**SET OF TASKS:**
[1] Decide whether each statement below agrees with the post on ECB lending against suspect collateral. Answer yes or no for each, and quote the words from the post that settle it.
(a) Die Welt am Sonntag reported that Spanish banks borrowed from the ECB at a preferential rate of 0.5pc.
(b) The issue of 18 month treasury bills was worth €100bn.
(c) Walter Bagehot's dictum calls for lending against good collateral at low rates of interest.
[2] Carry on the post on ECB lending against suspect collateral, starting after its final sentence.
===== DOCUMENT PASSAGE =====
Sunday, November 4, 2012

ECB under fire for lending against suspect collateral

The Telegraph reports that the ECB has come under fire in Germany for lending to Spanish banks at preferential rates against suspect collateral.

Regular readers know that central banks have been lending at preferential rates against suspect collateral since the beginning of the financial crisis.

Central banks have done so in violation of Walter Bagehot's dictum:  lend against good collateral at high rates of interest.  Instead, central banks have lent against suspect collateral at extraordinarily favorable interest rates.

I say this because central banks have accepted the height of suspect collateral in the form of non-government guaranteed structured finance securities as collateral.  Everyone knows these securities cannot be valued as their disclosure leaves them resembling a brown paper bag where the value of its contents can only be guessed at.

I say this because no central bank charged a premium for the money it lent to a bank.  This is not surprising as doing so would not have resulted in bailing out the banks and preserving banker bonuses.

European Central Bank (ECB) officials are investigating claims that they have blundered and advanced money to Spanish banks on generous rather than penal terms. 
It is thought they may have breached the tough austerity sanctions imposed on a beleaguered economy, making it easier for the government to resist pressure for a full scale bail-out. 
German newspaper Die Welt am Sonntag, citing the results of its own research, said Spanish banks had borrowed funds from the ECB at a preferential interest rate of 0.5pc even though the creditworthiness of the T-bills they provide as collateral should have required them to pay 5.5pc. 
The €80bn (£64bn) issue of 18 month treasury bills had been wrongly classified as carrying a top A rating when some of them were 'completely ineligible’ as collateral under ECB rules, it is claimed.
===== RECORDS SHOWN =====
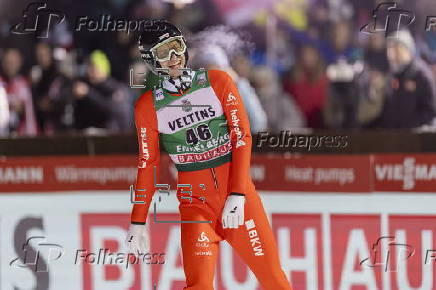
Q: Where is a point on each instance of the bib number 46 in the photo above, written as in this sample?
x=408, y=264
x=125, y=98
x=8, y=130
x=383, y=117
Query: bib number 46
x=201, y=132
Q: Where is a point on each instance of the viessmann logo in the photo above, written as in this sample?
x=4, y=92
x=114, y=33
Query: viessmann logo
x=408, y=172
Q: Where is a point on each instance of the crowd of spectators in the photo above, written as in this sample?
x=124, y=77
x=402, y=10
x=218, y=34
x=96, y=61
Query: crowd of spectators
x=321, y=73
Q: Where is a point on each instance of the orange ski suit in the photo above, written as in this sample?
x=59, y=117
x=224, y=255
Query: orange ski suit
x=254, y=241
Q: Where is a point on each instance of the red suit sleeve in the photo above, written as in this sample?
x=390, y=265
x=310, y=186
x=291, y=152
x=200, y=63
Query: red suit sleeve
x=148, y=159
x=238, y=126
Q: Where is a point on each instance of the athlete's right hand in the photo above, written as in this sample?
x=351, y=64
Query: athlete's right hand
x=137, y=239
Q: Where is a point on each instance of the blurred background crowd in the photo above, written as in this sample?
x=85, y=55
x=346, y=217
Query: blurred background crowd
x=297, y=64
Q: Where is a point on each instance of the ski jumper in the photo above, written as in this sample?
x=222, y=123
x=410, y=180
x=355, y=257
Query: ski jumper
x=206, y=133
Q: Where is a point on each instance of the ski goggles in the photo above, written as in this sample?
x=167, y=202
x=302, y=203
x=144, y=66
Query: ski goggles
x=163, y=51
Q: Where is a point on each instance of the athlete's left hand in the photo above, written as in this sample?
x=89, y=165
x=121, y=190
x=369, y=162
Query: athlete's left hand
x=233, y=212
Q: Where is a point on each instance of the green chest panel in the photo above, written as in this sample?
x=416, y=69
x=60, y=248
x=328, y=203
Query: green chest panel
x=192, y=127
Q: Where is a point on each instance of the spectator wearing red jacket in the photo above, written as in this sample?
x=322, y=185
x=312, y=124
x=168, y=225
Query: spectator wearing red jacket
x=308, y=84
x=22, y=116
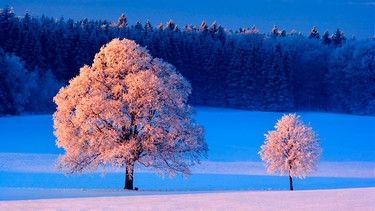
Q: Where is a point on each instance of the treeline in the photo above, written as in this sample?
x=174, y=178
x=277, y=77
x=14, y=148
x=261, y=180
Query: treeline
x=246, y=69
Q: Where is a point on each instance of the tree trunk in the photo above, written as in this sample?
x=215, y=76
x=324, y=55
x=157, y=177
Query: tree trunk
x=129, y=171
x=290, y=182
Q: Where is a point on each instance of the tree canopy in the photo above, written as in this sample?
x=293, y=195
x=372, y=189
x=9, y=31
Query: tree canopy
x=127, y=108
x=292, y=148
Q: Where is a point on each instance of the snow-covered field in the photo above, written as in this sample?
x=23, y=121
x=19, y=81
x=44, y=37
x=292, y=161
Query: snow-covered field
x=233, y=177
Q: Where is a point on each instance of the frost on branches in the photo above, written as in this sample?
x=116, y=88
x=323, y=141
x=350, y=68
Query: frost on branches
x=127, y=108
x=292, y=148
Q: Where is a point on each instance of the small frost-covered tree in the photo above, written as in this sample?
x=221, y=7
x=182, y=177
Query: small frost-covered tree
x=292, y=148
x=127, y=108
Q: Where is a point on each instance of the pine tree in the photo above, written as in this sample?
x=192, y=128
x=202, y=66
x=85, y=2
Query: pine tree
x=127, y=108
x=314, y=33
x=292, y=148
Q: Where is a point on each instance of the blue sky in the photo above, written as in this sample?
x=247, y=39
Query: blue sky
x=351, y=16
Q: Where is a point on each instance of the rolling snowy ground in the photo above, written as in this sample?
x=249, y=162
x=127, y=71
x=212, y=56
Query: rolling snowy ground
x=233, y=174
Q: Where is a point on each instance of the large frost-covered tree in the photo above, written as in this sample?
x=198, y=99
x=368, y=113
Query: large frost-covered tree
x=292, y=148
x=127, y=108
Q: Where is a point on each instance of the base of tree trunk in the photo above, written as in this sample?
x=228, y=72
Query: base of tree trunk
x=290, y=182
x=129, y=177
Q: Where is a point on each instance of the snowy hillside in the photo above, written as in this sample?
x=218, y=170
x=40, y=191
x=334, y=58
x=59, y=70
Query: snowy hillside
x=28, y=154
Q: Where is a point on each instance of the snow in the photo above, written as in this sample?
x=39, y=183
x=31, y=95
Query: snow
x=350, y=199
x=233, y=177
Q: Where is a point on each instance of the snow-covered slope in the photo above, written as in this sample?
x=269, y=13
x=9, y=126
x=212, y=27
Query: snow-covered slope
x=28, y=153
x=346, y=199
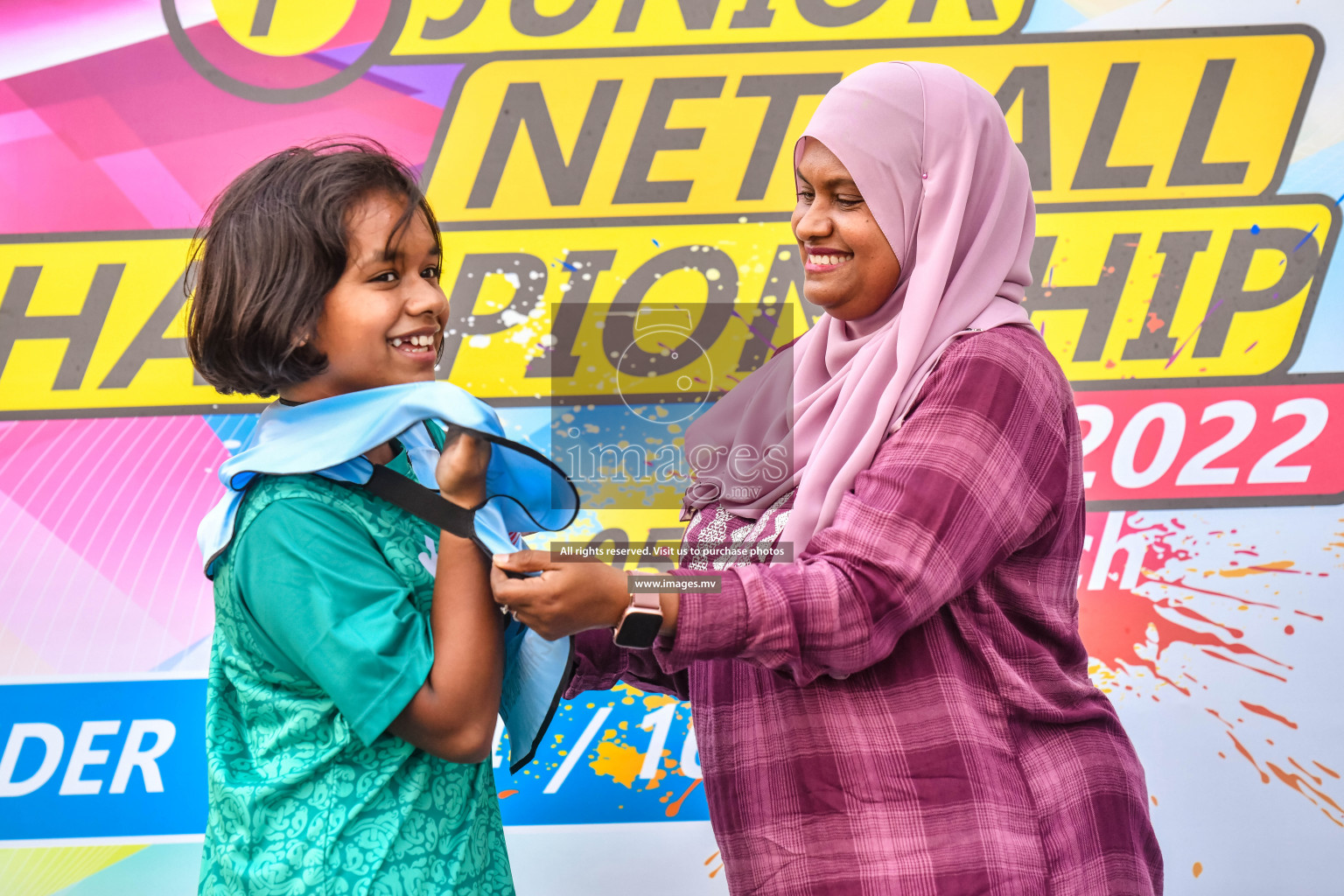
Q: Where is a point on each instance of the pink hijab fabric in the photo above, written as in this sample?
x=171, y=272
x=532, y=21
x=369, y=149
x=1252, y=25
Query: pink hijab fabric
x=930, y=153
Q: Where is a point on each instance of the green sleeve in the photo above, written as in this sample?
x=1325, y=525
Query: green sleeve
x=323, y=594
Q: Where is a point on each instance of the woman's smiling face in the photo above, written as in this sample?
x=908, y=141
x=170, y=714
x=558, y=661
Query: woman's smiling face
x=848, y=262
x=383, y=321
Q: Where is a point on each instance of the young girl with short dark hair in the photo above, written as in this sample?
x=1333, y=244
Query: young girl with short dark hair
x=358, y=655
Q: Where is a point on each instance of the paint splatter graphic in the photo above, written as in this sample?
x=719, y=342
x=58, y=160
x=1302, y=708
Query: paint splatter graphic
x=1166, y=584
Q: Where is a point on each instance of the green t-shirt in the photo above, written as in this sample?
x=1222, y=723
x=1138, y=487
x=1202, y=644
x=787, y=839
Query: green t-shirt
x=321, y=639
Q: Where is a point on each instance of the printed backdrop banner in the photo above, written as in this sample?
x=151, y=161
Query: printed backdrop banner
x=596, y=165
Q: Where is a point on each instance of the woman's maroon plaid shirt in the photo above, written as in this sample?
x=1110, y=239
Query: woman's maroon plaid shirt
x=906, y=708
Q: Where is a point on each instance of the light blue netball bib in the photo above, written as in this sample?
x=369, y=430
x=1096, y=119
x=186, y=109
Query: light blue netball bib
x=524, y=494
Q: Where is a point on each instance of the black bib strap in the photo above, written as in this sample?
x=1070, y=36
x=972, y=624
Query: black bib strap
x=423, y=502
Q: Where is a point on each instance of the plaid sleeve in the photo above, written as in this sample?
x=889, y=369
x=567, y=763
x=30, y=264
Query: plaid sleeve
x=977, y=471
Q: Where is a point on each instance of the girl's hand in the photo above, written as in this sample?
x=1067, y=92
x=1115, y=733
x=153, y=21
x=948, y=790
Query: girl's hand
x=564, y=599
x=461, y=468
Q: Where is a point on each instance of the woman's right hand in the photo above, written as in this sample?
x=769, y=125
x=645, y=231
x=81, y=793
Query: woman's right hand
x=461, y=468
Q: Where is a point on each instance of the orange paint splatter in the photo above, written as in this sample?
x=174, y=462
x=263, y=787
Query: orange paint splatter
x=1249, y=757
x=676, y=806
x=1277, y=566
x=621, y=762
x=1298, y=783
x=1112, y=620
x=1268, y=713
x=1316, y=780
x=1218, y=655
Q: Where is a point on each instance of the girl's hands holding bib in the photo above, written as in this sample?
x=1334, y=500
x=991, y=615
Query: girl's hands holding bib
x=461, y=468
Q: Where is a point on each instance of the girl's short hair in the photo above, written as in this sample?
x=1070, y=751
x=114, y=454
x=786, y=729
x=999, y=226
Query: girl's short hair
x=270, y=248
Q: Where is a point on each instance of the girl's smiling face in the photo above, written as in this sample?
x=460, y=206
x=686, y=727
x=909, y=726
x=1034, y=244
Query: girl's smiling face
x=850, y=266
x=383, y=321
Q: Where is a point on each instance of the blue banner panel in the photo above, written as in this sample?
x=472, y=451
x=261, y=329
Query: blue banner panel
x=102, y=760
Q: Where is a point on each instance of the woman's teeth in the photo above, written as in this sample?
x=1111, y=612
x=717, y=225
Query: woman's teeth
x=414, y=343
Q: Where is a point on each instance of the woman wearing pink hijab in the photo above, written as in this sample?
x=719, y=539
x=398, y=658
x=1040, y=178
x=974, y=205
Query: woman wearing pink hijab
x=905, y=707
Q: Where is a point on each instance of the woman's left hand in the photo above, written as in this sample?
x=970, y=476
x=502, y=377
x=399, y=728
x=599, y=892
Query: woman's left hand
x=564, y=599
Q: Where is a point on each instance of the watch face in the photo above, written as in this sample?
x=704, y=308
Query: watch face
x=639, y=629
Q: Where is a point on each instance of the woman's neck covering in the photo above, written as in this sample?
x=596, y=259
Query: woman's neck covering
x=524, y=494
x=930, y=153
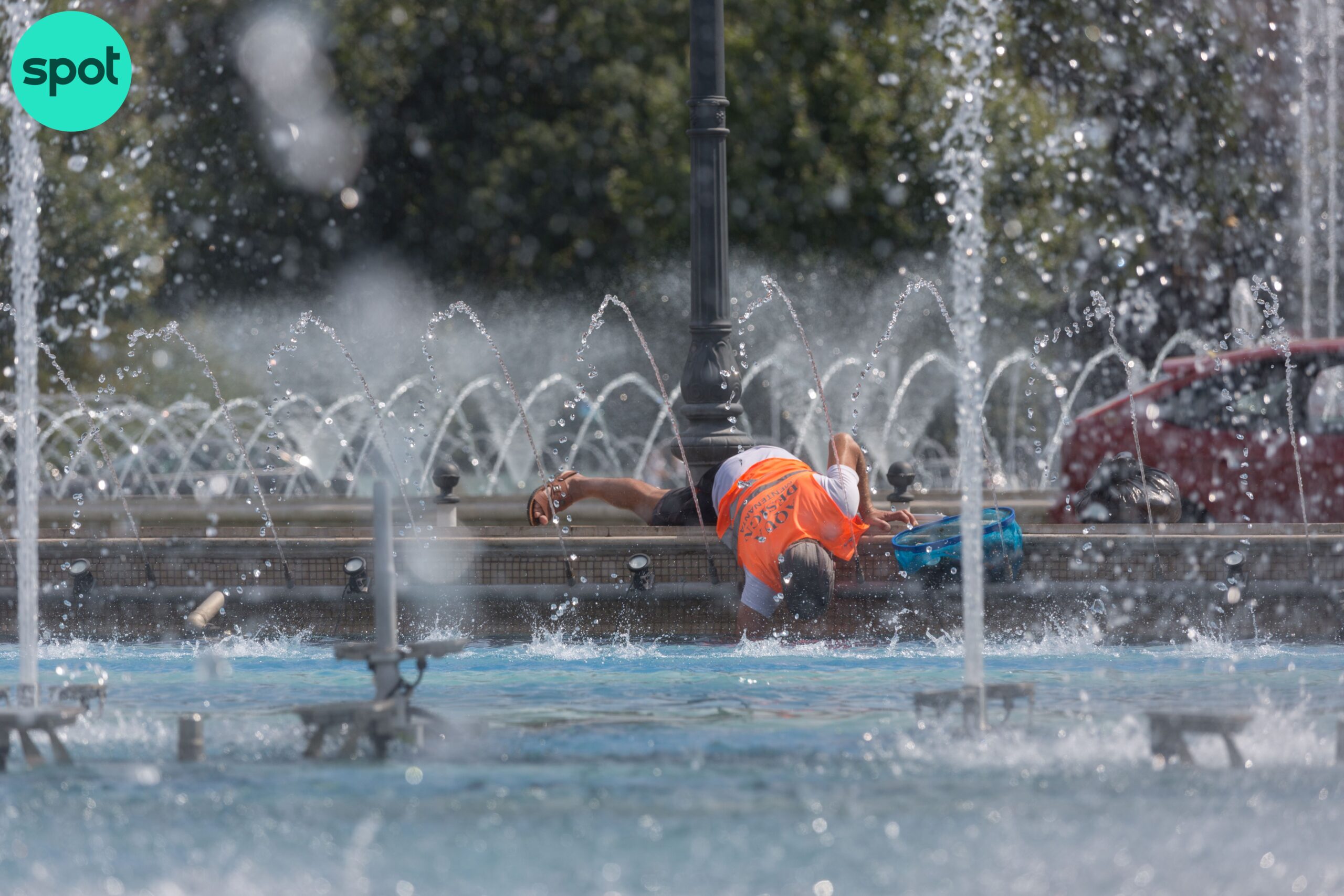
=====
**RESPONSES TO THE TASKS:**
[1]
(a) Yes: "Spanish banks had borrowed funds from the ECB at a preferential interest rate of 0.5pc"
(b) No: "The €80bn (£64bn) issue of 18 month treasury bills"
(c) No: "lend against good collateral at high rates of interest."

[2]
The blunder charge has been levelled at the ECB in Germany following an investigation into the way the bank has been attempting to ease the eurozone crisis through its offer to buy unlimited amounts of debt from the states under the greatest pressure to help them reduce borrowing costs. 
“Dealings with certain Spanish government bonds casts doubt on the quality of the ECB’s risk management,” said Die Welt, reflecting German criticism of the ECB’s tactics.
This is not the first time that doubts on the quality of the ECB's risk management has been in the news.

This area of the ECB is responsible for the ECB's endorsement to an ABS Data Warehouse that will provide disclosure for structured finance securities including residential mortgage backed securities that is comparable to what is offered by the opaque, toxic US sub-prime mortgage backed securities that were at the heart of the financial crisis of 2007-08.

The endorsement was provided despite a leading buy-side regulator (the US National Association of Insurance Commissioners) setting a global disclosure standard of observable event based reporting for structured finance securities.